- [Aufgaben]:
A. Beantworte die folgenden Fragen anhand des Textes über Isabel Frey.
(i) In welchem Alter begann Isabel Frey, wöchentlich zu Treffen von Hashomer Hatzair zu gehen?
(ii) In welcher Stadt lebte sie während ihres Jahres in Israel in einer Kommune?
(iii) Welche Fächer studierte sie in Amsterdam?
B. Entnimm dem Text über Isabel Frey wörtlich alles von „Sie fand dort“ bis hinab zu „auf dem Feld.“.

- [Quelldokument]:
________________
Österreich

Moderne Bundistin

»Das Jiddische spiegelt auch meine eigenen Identitäten«: Isabel Frey (26) Foto: Michèle Pauty


»Bereits im Alter von sechs Jahren ging ich wöchentlich zu Treffen der sozialistisch-zionistischen Jugendgruppe Hashomer Hatzair«, erzählt die Wiener Sängerin jiddischer Revolutionslieder und Aktivistin für soziale Gerechtigkeit Isabel Frey. Ihre säkulare jüdische Familie wollte ihr mit dem Besuch dieser Gruppe Anschluss an das jüdische Leben in der Stadt bieten.

Sie fand dort jüdische Freunde und hatte das Gefühl, im jüdischen Wien verankert zu sein. »Das hat mich geprägt, von Anbeginn auch das Sozialistische«, sagt die heute 26-Jährige und muss lachen: »Es ging eigentlich nicht sehr sozialistisch zu, aber wir haben jeden Samstag viele Süßigkeiten gekauft und sie gerecht geteilt.«

hashomer hatzair Nach ihrem Abitur 2012 verbrachte sie ein Jahr in Israel. Organisiert von Ha­shomer Hatzair lebte sie in verschiedenen Kibbuzim sowie in einer Kommune in Haifa. Es sollte ein prägendes Jahr für sie werden. Im ersten Kibbuz, der bereits privatisiert war, arbeitete sie mit anderen Jugendlichen auf dem Feld.

Man gab ihnen Arbeitshemden, und sie waren, wie sie sagt, zehnmal langsamer als die thailändischen Gastarbeiter, welche die Palästinenser, die nach der Blockade des Gazastreifens ausblieben, ersetzt hatten. »Wir waren als Arbeiter verkleidete bürgerliche Kinder aus europäischen Hauptstädten.«

Diese Erfahrungen veränderten die junge Frau aus Wien: »Ich war völlig desillusioniert vom sozialistischen Traum des Kibbuz, und ich beschäftigte mich in jenem Jahr erstmals intensiver mit dem Nahostkonflikt.«

STUDIUM Nach dem Jahr in Israel ging Isabel Frey nach Amsterdam, um Soziologie und Medizinanthropologie zu studieren. Dort sei sie, wie sie sagt, eher »linksradikal aktiv« gewesen – auch um sich von ihrer Wiener bürgerlichen Herkunft zu distanzieren, erinnert sie sich. Und sie fügt hinzu: »Die linken Ikonen waren ja alle jüdisch. Es gäbe gar keine historische Linke ohne jüdische Beteiligung.«

Zurzeit schreibt sie eine Doktorarbeit über »Voices of Yiddishland«.
________________
- [Daten]:
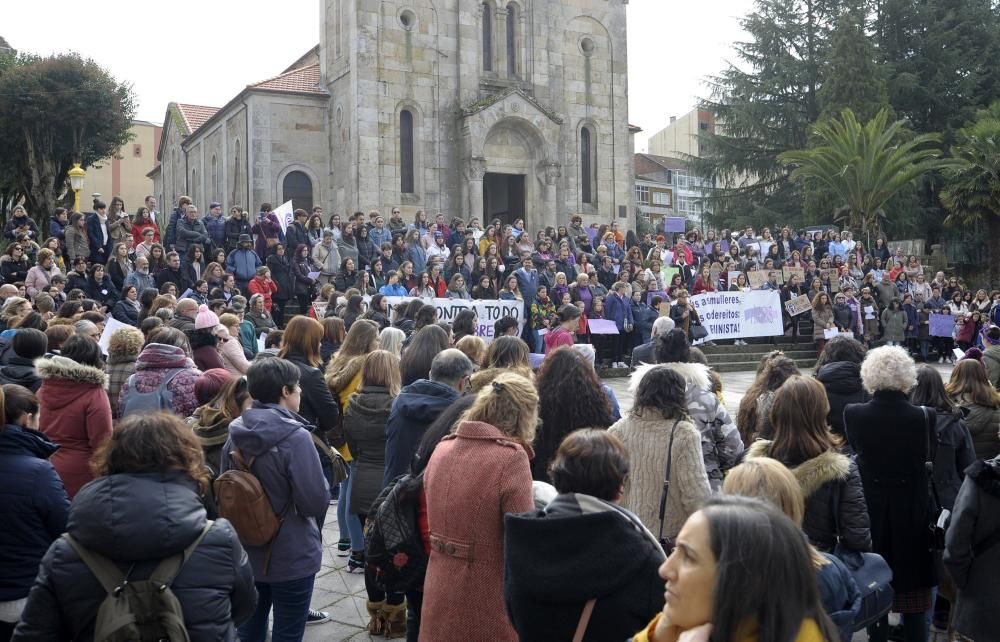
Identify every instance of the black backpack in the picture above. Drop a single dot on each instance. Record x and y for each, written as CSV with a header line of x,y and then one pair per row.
x,y
393,546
________________
- [Lösungen]:
A.
(i) Mit sechs Jahren.
(ii) In Haifa.
(iii) Soziologie und Medizinanthropologie.

B.
Sie fand dort jüdische Freunde und hatte das Gefühl, im jüdischen Wien verankert zu sein. »Das hat mich geprägt, von Anbeginn auch das Sozialistische«, sagt die heute 26-Jährige und muss lachen: »Es ging eigentlich nicht sehr sozialistisch zu, aber wir haben jeden Samstag viele Süßigkeiten gekauft und sie gerecht geteilt.«

hashomer hatzair Nach ihrem Abitur 2012 verbrachte sie ein Jahr in Israel. Organisiert von Ha­shomer Hatzair lebte sie in verschiedenen Kibbuzim sowie in einer Kommune in Haifa. Es sollte ein prägendes Jahr für sie werden. Im ersten Kibbuz, der bereits privatisiert war, arbeitete sie mit anderen Jugendlichen auf dem Feld.